**DIRECTIONS:**
Switch every "Target" to "Label" in the rows below and copy them out otherwise unchanged. Leave the pictures out of your copy.
********
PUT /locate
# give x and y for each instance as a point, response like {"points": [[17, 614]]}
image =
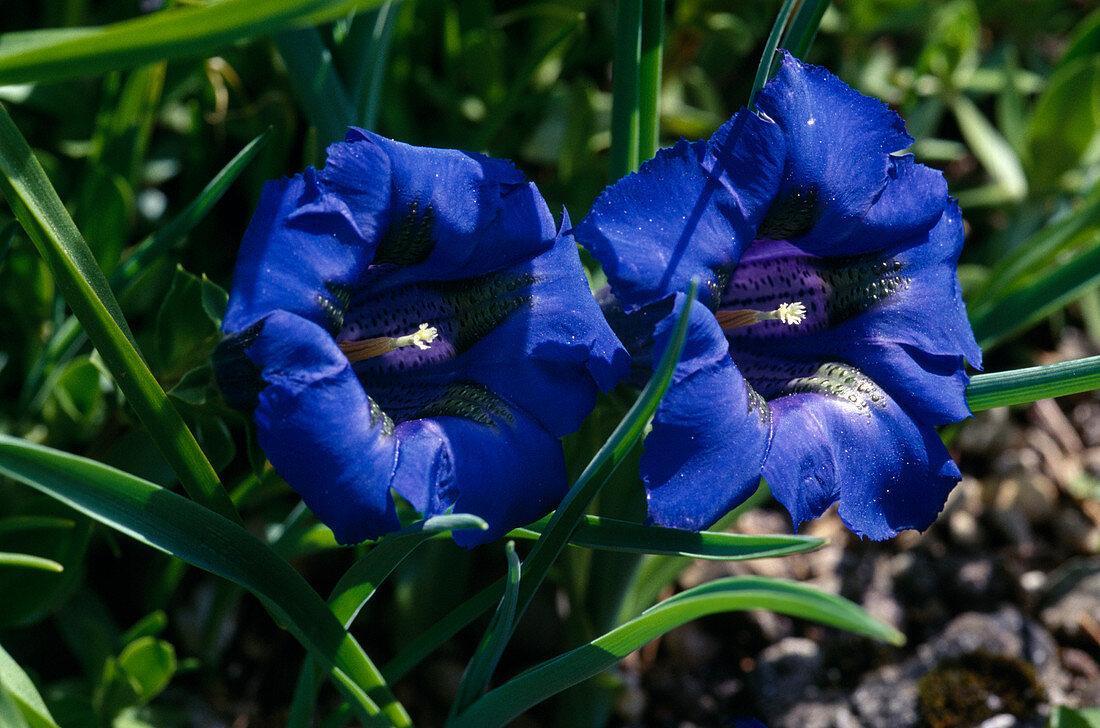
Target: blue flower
{"points": [[409, 319], [833, 334]]}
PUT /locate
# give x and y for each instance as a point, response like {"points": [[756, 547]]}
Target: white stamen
{"points": [[356, 351], [792, 313], [421, 338]]}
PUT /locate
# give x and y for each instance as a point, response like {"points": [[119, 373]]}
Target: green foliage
{"points": [[127, 218]]}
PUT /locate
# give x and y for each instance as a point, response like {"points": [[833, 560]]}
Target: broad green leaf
{"points": [[182, 528], [44, 218], [22, 693], [26, 561], [1026, 385], [735, 593], [180, 31], [1065, 121], [612, 535]]}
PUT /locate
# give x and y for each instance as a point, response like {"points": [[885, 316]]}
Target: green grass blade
********
**TASK SOLUTION:**
PUT /locate
# give x and y for each instance as a point, response like {"points": [[17, 614]]}
image =
Label: blue flower
{"points": [[409, 319], [833, 334]]}
PUT /locate
# give x and y for each instance as a point, response like {"points": [[756, 547]]}
Label: white stamen
{"points": [[356, 351], [792, 313], [421, 338]]}
PUT /locate
# give x and y for each instance as a point, response like {"points": [[119, 373]]}
Label: green foliage
{"points": [[127, 218]]}
PUT /locate
# give x and y for each instance as a point, response like {"points": [[833, 560]]}
Label: broad green leaf
{"points": [[182, 528], [44, 218], [22, 693], [26, 561], [1026, 385], [735, 593], [180, 31], [1065, 121], [612, 535]]}
PUT /locate
# give x and y for each instance as a point, response like {"points": [[885, 316]]}
Label: green grass blade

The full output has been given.